EXERCISE AIM:
An exact transcription of all the entries is needed; pictures stay out.

Dataset records:
────────────────
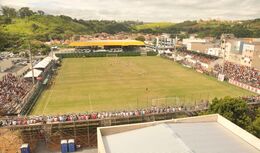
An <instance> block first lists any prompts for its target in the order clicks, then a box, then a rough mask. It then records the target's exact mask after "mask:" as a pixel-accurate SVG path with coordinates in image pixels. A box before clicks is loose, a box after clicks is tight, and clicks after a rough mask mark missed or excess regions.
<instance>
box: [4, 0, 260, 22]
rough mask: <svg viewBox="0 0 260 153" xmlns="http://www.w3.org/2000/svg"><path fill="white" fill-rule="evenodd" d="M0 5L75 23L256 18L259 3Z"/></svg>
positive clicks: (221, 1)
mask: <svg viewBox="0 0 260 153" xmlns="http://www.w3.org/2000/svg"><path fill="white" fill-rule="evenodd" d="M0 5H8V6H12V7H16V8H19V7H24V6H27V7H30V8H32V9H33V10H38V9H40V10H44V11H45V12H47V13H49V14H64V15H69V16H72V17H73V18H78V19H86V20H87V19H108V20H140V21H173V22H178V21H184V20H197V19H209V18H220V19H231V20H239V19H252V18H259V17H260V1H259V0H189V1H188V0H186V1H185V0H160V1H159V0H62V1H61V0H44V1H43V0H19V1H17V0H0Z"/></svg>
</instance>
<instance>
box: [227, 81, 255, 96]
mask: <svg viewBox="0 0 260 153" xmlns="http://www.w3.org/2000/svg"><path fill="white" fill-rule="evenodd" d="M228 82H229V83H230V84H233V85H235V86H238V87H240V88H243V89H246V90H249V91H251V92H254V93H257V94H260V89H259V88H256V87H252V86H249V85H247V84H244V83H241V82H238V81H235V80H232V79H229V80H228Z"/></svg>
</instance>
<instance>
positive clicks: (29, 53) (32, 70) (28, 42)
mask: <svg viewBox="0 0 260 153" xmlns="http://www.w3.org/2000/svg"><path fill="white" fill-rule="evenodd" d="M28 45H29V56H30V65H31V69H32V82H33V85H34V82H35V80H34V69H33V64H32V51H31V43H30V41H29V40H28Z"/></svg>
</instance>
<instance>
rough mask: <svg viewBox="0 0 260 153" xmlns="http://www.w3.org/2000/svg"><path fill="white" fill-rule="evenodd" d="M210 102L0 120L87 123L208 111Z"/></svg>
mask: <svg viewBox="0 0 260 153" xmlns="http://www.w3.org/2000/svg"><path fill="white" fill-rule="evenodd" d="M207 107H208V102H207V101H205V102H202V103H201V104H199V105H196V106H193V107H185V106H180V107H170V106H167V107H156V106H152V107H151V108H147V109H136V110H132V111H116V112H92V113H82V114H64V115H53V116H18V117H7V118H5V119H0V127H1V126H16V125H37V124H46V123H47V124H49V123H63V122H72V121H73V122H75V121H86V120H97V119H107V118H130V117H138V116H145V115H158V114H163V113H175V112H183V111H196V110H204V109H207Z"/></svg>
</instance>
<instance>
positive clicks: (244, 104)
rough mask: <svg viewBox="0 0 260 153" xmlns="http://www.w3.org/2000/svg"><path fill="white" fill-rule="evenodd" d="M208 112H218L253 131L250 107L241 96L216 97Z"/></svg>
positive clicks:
────────────────
ANSWER SPACE:
An <instance> block first lists any prompts for its target in the order clicks, then a box, then a rough mask. It then records the target's exact mask after "mask:" as a pixel-accurate SVG path with coordinates in image pixels. A box before clicks is loose, a box after clicks is tight, and clicks after a rough mask mark missed or excess regions.
<instance>
box: [4, 0, 260, 22]
rough mask: <svg viewBox="0 0 260 153" xmlns="http://www.w3.org/2000/svg"><path fill="white" fill-rule="evenodd" d="M0 5L75 23L256 18L259 3Z"/></svg>
positive clicks: (221, 1)
mask: <svg viewBox="0 0 260 153" xmlns="http://www.w3.org/2000/svg"><path fill="white" fill-rule="evenodd" d="M0 5H8V6H12V7H16V8H19V7H24V6H27V7H30V8H32V9H33V10H38V9H40V10H44V11H45V12H47V13H49V14H64V15H69V16H72V17H73V18H78V19H86V20H87V19H108V20H140V21H173V22H178V21H184V20H197V19H209V18H220V19H231V20H239V19H252V18H259V17H260V1H259V0H189V1H188V0H186V1H185V0H160V1H159V0H62V1H61V0H44V1H43V0H19V1H17V0H0Z"/></svg>
</instance>
<instance>
box: [227, 81, 255, 96]
mask: <svg viewBox="0 0 260 153" xmlns="http://www.w3.org/2000/svg"><path fill="white" fill-rule="evenodd" d="M228 82H229V83H230V84H233V85H235V86H238V87H240V88H243V89H246V90H249V91H251V92H254V93H257V94H260V89H259V88H256V87H252V86H249V85H247V84H244V83H241V82H238V81H235V80H232V79H229V80H228Z"/></svg>
</instance>
<instance>
positive clicks: (29, 53) (32, 70) (28, 42)
mask: <svg viewBox="0 0 260 153" xmlns="http://www.w3.org/2000/svg"><path fill="white" fill-rule="evenodd" d="M28 45H29V56H30V65H31V69H32V82H33V85H34V82H35V80H34V69H33V64H32V51H31V43H30V41H29V40H28Z"/></svg>
</instance>
<instance>
rough mask: <svg viewBox="0 0 260 153" xmlns="http://www.w3.org/2000/svg"><path fill="white" fill-rule="evenodd" d="M210 102L0 120L87 123L208 111Z"/></svg>
mask: <svg viewBox="0 0 260 153" xmlns="http://www.w3.org/2000/svg"><path fill="white" fill-rule="evenodd" d="M207 107H208V102H207V101H205V102H202V103H201V104H199V105H196V106H193V107H185V106H180V107H170V106H167V107H156V106H152V107H151V108H147V109H136V110H132V111H116V112H92V113H82V114H64V115H53V116H18V117H7V118H5V119H0V127H1V126H16V125H37V124H46V123H47V124H49V123H63V122H72V121H73V122H75V121H86V120H97V119H107V118H130V117H138V116H145V115H158V114H163V113H175V112H183V111H196V110H204V109H207Z"/></svg>
</instance>
<instance>
positive clicks: (244, 104)
rough mask: <svg viewBox="0 0 260 153" xmlns="http://www.w3.org/2000/svg"><path fill="white" fill-rule="evenodd" d="M208 112H218L253 131L250 107L241 96L216 97Z"/></svg>
positive clicks:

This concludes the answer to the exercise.